- Exercise:
Among the entries below, find the lines that hold the word "reflection" and report them.

── Source data

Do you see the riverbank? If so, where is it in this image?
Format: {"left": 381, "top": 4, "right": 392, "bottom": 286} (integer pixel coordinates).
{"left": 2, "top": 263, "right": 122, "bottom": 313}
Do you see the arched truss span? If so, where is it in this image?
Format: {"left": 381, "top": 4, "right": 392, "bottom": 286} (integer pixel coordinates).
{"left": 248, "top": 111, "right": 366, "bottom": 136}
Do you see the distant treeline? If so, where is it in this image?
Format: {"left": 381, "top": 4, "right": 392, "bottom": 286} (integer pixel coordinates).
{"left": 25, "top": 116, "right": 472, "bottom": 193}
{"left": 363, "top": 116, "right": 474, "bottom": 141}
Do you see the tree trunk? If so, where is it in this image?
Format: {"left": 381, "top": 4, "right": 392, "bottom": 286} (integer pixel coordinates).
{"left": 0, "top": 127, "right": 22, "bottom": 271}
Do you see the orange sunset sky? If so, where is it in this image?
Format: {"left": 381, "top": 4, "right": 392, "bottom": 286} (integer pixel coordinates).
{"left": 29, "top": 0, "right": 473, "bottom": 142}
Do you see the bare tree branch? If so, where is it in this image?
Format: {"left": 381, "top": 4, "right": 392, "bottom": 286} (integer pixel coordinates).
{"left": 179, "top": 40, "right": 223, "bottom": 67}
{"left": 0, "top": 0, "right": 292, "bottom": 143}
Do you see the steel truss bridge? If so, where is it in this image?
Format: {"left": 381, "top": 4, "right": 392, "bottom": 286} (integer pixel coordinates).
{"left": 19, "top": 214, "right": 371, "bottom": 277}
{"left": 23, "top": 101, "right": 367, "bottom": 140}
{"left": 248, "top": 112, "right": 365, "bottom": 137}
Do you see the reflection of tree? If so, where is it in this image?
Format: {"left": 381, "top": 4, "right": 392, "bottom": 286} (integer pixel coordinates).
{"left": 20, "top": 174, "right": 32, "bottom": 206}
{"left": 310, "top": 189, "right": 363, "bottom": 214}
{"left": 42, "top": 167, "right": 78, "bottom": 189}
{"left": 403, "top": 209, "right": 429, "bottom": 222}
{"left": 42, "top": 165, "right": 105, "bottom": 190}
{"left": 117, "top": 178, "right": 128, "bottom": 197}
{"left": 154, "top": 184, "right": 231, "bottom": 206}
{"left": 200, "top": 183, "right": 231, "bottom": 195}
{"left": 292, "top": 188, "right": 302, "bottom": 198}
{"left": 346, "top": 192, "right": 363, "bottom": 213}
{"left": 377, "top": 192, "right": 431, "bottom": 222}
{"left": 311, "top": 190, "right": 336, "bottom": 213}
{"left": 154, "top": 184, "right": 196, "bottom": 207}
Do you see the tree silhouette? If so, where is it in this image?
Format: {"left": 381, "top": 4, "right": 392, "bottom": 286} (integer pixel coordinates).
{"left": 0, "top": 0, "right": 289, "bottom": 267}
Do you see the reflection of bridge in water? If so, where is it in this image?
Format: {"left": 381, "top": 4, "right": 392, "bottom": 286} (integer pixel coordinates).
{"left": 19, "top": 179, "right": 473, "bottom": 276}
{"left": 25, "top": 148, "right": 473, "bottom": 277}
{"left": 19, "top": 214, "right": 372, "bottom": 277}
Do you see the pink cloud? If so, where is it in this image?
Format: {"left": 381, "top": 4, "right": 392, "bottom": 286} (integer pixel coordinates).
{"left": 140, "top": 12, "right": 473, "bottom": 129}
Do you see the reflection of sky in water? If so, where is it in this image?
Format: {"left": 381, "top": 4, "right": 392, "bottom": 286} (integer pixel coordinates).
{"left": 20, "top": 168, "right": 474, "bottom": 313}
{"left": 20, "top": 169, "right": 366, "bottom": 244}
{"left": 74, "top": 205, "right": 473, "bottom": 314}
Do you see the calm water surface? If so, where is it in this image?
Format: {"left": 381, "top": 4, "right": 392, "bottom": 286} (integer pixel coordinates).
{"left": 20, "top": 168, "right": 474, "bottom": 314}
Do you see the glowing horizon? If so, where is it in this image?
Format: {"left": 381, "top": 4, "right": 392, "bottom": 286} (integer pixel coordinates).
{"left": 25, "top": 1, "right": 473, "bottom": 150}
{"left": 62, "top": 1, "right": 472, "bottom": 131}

────

- Solution to this task:
Do you see the reflection of tree? If so, where is it in this image?
Do you see the reflection of bridge in water? If so, where is it in this image?
Do you see the reflection of sky in water? If so, where is it in this image?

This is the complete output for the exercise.